**** ITEMS À EXPLOITER
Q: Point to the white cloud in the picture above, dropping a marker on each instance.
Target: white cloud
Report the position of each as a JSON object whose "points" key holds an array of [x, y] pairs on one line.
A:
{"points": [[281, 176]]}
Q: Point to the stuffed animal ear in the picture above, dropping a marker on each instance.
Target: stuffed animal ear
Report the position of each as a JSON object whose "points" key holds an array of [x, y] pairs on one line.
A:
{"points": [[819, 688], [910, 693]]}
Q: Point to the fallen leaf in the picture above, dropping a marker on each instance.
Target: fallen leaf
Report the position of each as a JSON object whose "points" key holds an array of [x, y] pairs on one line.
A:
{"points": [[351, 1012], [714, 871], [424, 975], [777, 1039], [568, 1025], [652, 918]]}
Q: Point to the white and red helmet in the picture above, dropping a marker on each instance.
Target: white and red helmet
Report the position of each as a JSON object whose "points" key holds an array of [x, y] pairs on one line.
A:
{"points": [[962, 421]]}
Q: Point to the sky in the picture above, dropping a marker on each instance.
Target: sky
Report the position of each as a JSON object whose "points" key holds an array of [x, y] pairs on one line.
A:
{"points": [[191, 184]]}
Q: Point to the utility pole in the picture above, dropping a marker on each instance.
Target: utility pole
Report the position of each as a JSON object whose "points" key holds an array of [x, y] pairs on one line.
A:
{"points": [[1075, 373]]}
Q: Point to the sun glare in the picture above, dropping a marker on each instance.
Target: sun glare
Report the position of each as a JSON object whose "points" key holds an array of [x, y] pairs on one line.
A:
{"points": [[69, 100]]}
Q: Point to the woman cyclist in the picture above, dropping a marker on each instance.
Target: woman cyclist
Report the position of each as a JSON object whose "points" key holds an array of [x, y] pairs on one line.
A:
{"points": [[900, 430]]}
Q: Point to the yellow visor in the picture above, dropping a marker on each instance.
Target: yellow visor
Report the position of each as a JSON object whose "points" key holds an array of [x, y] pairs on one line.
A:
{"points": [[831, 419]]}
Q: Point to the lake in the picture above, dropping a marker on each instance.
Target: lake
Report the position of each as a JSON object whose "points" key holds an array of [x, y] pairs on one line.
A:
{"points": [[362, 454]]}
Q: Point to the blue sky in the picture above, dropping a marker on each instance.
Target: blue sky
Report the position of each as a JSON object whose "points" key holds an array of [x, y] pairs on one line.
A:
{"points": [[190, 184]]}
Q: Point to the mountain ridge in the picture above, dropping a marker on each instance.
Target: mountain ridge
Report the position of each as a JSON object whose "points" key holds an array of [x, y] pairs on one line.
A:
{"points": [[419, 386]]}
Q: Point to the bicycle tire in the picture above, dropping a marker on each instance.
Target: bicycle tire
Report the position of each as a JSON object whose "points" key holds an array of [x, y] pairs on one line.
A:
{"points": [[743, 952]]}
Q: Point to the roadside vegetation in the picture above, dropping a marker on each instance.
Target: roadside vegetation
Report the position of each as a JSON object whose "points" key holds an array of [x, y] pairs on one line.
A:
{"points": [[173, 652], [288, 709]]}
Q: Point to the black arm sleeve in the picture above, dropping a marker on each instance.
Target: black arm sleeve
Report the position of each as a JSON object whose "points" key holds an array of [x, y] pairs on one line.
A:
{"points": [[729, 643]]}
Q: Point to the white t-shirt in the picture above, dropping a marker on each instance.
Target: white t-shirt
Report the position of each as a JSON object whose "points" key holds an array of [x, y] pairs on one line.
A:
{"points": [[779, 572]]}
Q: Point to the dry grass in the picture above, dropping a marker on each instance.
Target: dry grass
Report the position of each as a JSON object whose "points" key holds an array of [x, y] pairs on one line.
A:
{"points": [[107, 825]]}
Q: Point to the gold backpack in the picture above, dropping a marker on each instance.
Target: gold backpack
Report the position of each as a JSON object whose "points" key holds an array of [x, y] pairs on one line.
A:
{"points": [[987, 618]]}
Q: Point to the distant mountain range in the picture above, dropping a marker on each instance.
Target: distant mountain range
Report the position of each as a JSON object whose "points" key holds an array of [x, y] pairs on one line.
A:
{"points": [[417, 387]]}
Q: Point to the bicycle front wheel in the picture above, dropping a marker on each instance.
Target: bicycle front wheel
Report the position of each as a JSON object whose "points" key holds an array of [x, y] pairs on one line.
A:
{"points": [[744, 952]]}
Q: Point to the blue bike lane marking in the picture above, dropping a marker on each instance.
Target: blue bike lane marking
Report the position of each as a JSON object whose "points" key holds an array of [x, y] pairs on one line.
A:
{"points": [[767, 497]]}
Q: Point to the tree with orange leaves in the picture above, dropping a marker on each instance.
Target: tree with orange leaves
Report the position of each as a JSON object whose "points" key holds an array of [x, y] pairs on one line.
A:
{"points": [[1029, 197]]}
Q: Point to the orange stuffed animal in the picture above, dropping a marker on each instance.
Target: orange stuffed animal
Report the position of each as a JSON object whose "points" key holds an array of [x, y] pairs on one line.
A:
********
OBJECTIF DU TRAVAIL: Recopiez toutes les lignes des items, consignes comprises, depuis celle qui contient « Q: Point to the dry » jusqu'à la fin des items, en ajoutant -88 à chaque coordonnée x et y figurant dans les réponses.

RÉPONSE ATTENDUE:
Q: Point to the dry grass in the picture above, dropping a marker on each instance.
Target: dry grass
Report the position of each as a JSON object whose "points" key holds an array of [x, y] pairs on one line.
A:
{"points": [[19, 737]]}
Q: Point to the gold backpack in the picture above, dropping a marker on each instance.
Target: gold backpack
Report the position of each as a JSON object whose "points" key holds an array of [x, y] pairs on one line.
A:
{"points": [[899, 530]]}
Q: Point to the distant mountain range in the picture above, dropping a marker on each instance.
Target: distant mountain range
Report the position of each as a JSON object whose "points" key holds an array of [x, y] pairs on one line.
A:
{"points": [[329, 299]]}
Q: Point to the bicycle front wheel in the picture above, dropping a marker on each instance.
Target: bicycle front wheel
Report the position of each as a JSON object whose "points" key holds an array of [x, y] pairs on one line.
A:
{"points": [[656, 864]]}
Q: Point to the blue bike lane marking in the picture above, dropping a marker on each instance.
Target: blue bike lane marking
Report the position of each as a JSON object whose "points" key holds an array of [x, y] pairs on one line.
A:
{"points": [[679, 409]]}
Q: Point to the tree with orange leaves in the picture above, dropping a marker on each instance.
Target: tree with orange leaves
Report the position of each as a JSON object whose "points" key holds an array of [x, y] pairs on one line.
A:
{"points": [[941, 109]]}
Q: Point to the orange stuffed animal in the picture above, dropping a marker on each instance.
Target: orange stuffed animal
Report the position of each as a JSON object whose "points" key holds an array of [x, y] pairs on one line.
A:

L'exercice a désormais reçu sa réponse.